TAREFA 1. Devolva, sem qualquer alteração, o trecho do texto sobre a Mafalala que vai de "Enquanto o mundo" até "e do Mundo!".
TAREFA 2. Reescreva em forma de lista o parágrafo do texto sobre a Mafalala que começa com "Mafalala, será que os políticos sentem por ti?". Mantenha os fatos principais.
TAREFA 3.
Responda às perguntas com base no texto sobre a Mafalala:
(a) Com o quê os jovens saem da Mafalala?
(b) O que ninguém se lembrou de fazer pela Mafalala?
(c) Onde estão os filhos que a Mafalala pariu?

TEXTO DO EXERCÍCIO.
# # # # # # #

Os jovens saem da Mafalala com uma bênção dos seus familiares. Eles são a esperança para mudança de vida em cada tecto, mas nem todos triunfam, muitos caixões são desembarcados pela Mafalala com o corpo do fulano que foi morto a tiro quando tentava roubar uma viatura de frente a um famoso centro comercial, então ou foi morto nas celas do país vizinho pelos reclusos nativos.
Mafalala, será que os políticos sentem por ti? Eles usam-te, oh Mafalala, és produto de marketing...Se alguém quer dar nas vistas e ter boa imagem na sociedade, vai a Mafalala, oferece o que lhe parece conveniente. Eles dão alimentos e roupas, quem dera se fossem bolsas de estudo e emprego! O teu nome aparece estampado nos jornais ao lado dos nomes deles. Eles ficam mais bem vistos entre o povo, mas tu, oh Mafalala, continuas gritando a cada noite por ajuda, por atenção. Em tempo de eleições os grandes escalam teus becos, prometem isto e aquilo, melhores dias. Mas a tal esperança é' morta assim que o sol brilha, pois mais um infectado pelo HIV surgiu e não pode ter tratamento adequado, pois possui medicamentos, porém, não possui as tais vitaminas que tanto são recomendadas nos hospitais. Isso gera raiva, pois se não há empregos para os "normais", quanto mais para os infectados pelo HIV? Então o vírus é propagado propositadamente entre os filhos de Deus, e do Diabo!
Mafalala, tantos escreveram sobre ti, cantaram sobre ti, fizeram obras de arte com as tuas cores, tantos, tantos...mas ninguém se lembrou de orar por ti e pedir a Deus que um dia faça justiça em teu nome. Oh meu senhor salve a Mafalala, este pedaço de chão que tem tanta magia, quanto sofrimento!
Enquanto o mundo dá voltas e com ele o dinheiro sendo empregue em caprichos da elite, Mafalala chora e implora por ajuda e atenção. Onde estão os filhos que tu pariste oh Mafalala? Estão espalhados pelo mundo, oh eles têm orgulho de terem vivido em teu útero, pois Tu geras estrelas, mas que fazem eles por ti? Nada, assim ficas Tu, oh Mafalala, recolhida nas tuas dores, desejando a tua própria inexistência. Quem sabe, um dia eu venha amparar-te, Mafalala, e fazer algo digno do teu ser, pois mereces respeito e consideração de todos, mereces ser exaltada a cada minuto nas almas nativas da  Pérola do Índico e do Mundo!

# # # # # # #

DADOS FORNECIDOS.
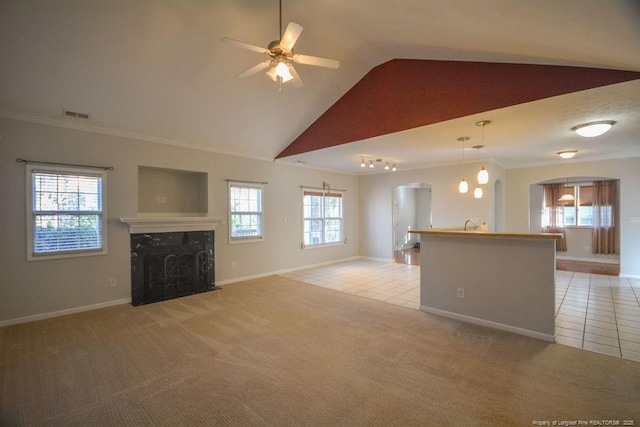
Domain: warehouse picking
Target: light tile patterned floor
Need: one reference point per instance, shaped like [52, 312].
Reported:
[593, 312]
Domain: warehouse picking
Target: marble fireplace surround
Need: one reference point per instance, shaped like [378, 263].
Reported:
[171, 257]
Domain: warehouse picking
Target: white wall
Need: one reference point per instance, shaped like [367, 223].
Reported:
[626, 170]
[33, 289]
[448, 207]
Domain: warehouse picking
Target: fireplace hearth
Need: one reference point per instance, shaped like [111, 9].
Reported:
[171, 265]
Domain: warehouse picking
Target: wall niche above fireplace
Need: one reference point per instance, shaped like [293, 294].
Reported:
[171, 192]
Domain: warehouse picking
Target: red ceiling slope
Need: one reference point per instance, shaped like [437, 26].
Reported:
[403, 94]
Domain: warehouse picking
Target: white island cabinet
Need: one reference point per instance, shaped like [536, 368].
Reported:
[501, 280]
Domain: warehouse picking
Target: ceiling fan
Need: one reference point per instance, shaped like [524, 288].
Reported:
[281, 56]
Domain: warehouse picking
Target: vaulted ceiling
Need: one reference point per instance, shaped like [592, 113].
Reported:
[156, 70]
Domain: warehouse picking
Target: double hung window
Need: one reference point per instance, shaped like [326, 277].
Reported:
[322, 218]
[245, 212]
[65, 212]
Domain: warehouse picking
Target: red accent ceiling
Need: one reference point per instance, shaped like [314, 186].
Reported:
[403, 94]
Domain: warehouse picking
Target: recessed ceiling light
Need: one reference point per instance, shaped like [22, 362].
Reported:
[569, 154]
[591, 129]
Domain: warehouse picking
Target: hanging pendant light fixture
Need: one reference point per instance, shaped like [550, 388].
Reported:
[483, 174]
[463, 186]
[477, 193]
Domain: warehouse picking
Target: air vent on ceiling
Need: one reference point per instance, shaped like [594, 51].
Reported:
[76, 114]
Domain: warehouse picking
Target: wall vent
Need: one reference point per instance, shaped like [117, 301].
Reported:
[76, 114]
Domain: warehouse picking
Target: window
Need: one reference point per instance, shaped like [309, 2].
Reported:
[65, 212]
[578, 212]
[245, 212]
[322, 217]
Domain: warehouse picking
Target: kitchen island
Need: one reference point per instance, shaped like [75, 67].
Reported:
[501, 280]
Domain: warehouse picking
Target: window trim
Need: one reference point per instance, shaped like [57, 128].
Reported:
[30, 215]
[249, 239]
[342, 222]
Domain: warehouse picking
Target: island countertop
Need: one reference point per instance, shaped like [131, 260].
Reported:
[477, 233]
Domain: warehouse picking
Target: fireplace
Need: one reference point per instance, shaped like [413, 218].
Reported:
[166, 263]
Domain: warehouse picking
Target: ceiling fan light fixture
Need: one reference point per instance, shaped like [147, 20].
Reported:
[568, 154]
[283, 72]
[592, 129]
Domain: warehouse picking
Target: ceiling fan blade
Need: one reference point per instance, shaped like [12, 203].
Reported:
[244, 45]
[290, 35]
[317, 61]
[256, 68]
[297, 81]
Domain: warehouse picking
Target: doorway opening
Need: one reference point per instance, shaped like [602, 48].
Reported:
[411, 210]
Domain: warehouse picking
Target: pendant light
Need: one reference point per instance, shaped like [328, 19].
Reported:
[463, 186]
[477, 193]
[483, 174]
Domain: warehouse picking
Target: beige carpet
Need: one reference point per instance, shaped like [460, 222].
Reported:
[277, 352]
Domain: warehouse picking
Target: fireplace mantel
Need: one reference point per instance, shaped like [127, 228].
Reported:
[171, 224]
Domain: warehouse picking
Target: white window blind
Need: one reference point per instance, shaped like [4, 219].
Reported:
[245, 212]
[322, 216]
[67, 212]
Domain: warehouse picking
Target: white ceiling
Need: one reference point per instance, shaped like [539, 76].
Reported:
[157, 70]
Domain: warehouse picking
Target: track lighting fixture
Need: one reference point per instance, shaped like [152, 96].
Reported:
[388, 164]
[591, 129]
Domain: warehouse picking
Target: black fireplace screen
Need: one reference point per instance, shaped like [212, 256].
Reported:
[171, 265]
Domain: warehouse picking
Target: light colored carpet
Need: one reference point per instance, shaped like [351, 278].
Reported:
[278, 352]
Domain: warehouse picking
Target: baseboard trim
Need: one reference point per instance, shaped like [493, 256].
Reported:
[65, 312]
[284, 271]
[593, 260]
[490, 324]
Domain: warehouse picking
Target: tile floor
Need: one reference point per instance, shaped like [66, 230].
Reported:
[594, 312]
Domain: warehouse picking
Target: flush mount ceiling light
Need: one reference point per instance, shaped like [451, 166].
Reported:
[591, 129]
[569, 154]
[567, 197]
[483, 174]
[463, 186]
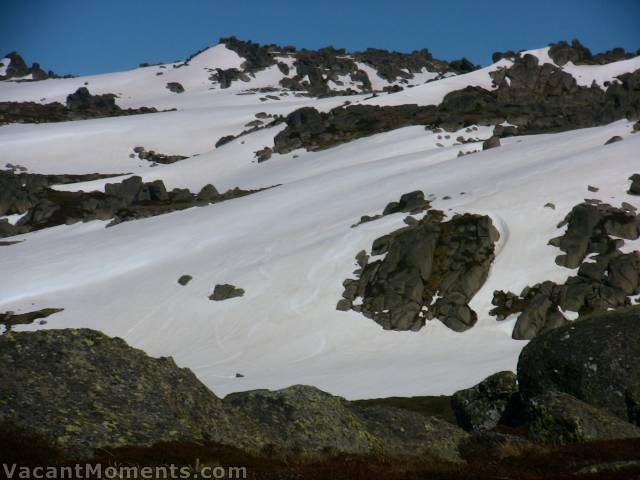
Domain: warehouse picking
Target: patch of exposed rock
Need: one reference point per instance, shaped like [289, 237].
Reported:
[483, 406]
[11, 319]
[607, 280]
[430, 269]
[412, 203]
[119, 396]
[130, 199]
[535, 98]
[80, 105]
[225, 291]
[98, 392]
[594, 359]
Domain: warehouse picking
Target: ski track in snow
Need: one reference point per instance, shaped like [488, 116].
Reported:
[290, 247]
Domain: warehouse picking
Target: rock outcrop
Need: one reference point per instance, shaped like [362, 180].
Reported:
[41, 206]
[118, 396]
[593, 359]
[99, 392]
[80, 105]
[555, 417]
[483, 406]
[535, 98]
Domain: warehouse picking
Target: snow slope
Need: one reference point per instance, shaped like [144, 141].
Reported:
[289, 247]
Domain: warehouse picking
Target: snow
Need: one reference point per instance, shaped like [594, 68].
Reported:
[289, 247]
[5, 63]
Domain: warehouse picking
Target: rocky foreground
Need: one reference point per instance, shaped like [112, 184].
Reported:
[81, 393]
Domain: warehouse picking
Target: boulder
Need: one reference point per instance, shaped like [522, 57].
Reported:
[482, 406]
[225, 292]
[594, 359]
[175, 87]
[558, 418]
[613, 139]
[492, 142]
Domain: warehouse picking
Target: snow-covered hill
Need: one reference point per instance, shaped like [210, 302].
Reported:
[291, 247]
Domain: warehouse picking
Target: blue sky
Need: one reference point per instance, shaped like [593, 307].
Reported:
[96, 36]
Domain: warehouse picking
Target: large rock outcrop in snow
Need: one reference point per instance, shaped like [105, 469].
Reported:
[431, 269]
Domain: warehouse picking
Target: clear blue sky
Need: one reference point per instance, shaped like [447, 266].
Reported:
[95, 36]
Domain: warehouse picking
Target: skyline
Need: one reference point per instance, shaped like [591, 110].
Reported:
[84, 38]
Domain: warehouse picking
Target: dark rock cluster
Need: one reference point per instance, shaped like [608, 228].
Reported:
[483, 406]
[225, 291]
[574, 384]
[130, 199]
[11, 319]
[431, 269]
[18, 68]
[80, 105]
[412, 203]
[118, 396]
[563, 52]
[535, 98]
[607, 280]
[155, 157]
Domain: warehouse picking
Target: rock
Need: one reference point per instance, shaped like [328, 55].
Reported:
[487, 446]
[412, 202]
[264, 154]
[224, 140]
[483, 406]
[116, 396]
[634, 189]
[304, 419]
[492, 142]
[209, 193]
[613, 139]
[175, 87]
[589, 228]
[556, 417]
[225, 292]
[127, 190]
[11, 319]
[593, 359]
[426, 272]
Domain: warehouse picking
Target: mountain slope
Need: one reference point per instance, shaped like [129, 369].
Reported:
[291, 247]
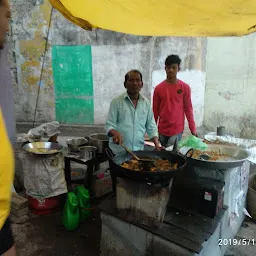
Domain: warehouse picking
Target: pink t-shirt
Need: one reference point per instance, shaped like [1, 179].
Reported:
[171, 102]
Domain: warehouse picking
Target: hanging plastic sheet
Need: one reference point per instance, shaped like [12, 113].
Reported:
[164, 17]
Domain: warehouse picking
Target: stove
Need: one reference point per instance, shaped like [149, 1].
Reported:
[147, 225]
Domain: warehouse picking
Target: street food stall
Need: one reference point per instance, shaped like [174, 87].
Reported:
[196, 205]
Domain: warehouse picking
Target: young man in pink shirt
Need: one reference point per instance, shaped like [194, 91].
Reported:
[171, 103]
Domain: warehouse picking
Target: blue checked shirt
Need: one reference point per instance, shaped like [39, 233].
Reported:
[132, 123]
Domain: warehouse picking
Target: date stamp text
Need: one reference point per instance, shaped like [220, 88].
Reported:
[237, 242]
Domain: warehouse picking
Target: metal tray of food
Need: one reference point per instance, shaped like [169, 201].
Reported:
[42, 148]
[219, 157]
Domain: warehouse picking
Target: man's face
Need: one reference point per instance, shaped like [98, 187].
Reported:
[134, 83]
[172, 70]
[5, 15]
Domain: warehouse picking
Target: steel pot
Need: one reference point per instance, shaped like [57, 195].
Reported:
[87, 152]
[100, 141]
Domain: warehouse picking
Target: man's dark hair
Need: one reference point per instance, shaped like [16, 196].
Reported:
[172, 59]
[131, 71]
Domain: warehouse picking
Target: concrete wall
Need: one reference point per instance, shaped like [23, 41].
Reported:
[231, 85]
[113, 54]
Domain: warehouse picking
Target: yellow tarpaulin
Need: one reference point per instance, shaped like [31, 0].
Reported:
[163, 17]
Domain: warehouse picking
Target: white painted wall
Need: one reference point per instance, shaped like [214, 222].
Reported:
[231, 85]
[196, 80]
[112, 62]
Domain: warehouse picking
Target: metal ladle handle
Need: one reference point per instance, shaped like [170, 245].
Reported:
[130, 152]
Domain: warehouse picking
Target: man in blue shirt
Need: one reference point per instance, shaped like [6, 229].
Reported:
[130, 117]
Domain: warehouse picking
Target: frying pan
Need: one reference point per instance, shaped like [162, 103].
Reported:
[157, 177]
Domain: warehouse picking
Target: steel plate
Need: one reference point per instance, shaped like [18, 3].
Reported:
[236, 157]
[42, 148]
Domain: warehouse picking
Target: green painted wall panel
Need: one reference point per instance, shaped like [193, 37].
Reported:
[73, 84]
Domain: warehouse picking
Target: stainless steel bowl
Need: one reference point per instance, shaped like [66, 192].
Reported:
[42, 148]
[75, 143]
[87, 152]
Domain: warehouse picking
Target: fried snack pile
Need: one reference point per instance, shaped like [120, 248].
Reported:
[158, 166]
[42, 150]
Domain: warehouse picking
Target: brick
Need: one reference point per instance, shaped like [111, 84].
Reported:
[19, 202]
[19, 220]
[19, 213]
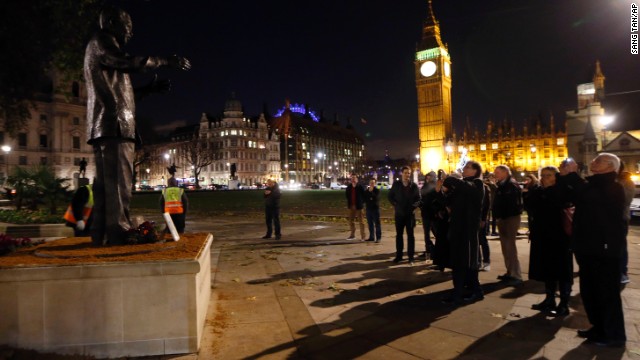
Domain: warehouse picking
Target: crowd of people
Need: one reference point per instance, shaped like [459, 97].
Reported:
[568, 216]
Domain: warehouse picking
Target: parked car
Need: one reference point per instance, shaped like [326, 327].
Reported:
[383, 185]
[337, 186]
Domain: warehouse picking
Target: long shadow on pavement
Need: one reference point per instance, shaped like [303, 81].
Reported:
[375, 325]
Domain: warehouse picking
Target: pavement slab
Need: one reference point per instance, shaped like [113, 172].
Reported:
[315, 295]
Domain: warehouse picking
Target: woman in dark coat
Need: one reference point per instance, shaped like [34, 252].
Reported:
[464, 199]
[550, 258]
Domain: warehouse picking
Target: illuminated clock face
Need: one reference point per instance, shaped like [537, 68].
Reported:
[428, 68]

# # # # # # #

RESPOSTA 1.
Enquanto o mundo dá voltas e com ele o dinheiro sendo empregue em caprichos da elite, Mafalala chora e implora por ajuda e atenção. Onde estão os filhos que tu pariste oh Mafalala? Estão espalhados pelo mundo, oh eles têm orgulho de terem vivido em teu útero, pois Tu geras estrelas, mas que fazem eles por ti? Nada, assim ficas Tu, oh Mafalala, recolhida nas tuas dores, desejando a tua própria inexistência. Quem sabe, um dia eu venha amparar-te, Mafalala, e fazer algo digno do teu ser, pois mereces respeito e consideração de todos, mereces ser exaltada a cada minuto nas almas nativas da  Pérola do Índico e do Mundo!

RESPOSTA 2.
- Os políticos usam a Mafalala como produto de marketing. Quem quer dar nas vistas e ter boa imagem vai lá e oferece o que lhe parece conveniente.
- Dão alimentos e roupas, quando o desejável seriam bolsas de estudo e emprego.
- O nome da Mafalala aparece nos jornais ao lado dos nomes deles, e eles ficam mais bem vistos, enquanto ela continua a gritar todas as noites por ajuda e atenção.
- Em tempo de eleições, os grandes percorrem os seus becos e prometem melhores dias, mas essa esperança morre assim que o sol brilha.
- Um novo infectado pelo HIV não pode ter tratamento adequado. Tem medicamentos, mas não as vitaminas recomendadas nos hospitais.
- Isso gera raiva, pois se não há empregos para os "normais", menos ainda há para os infectados. Por isso, o vírus é propagado propositadamente.

RESPOSTA 3.
(a) Com uma bênção dos seus familiares.
(b) Orar por ela e pedir a Deus que um dia faça justiça em seu nome.
(c) Estão espalhados pelo mundo.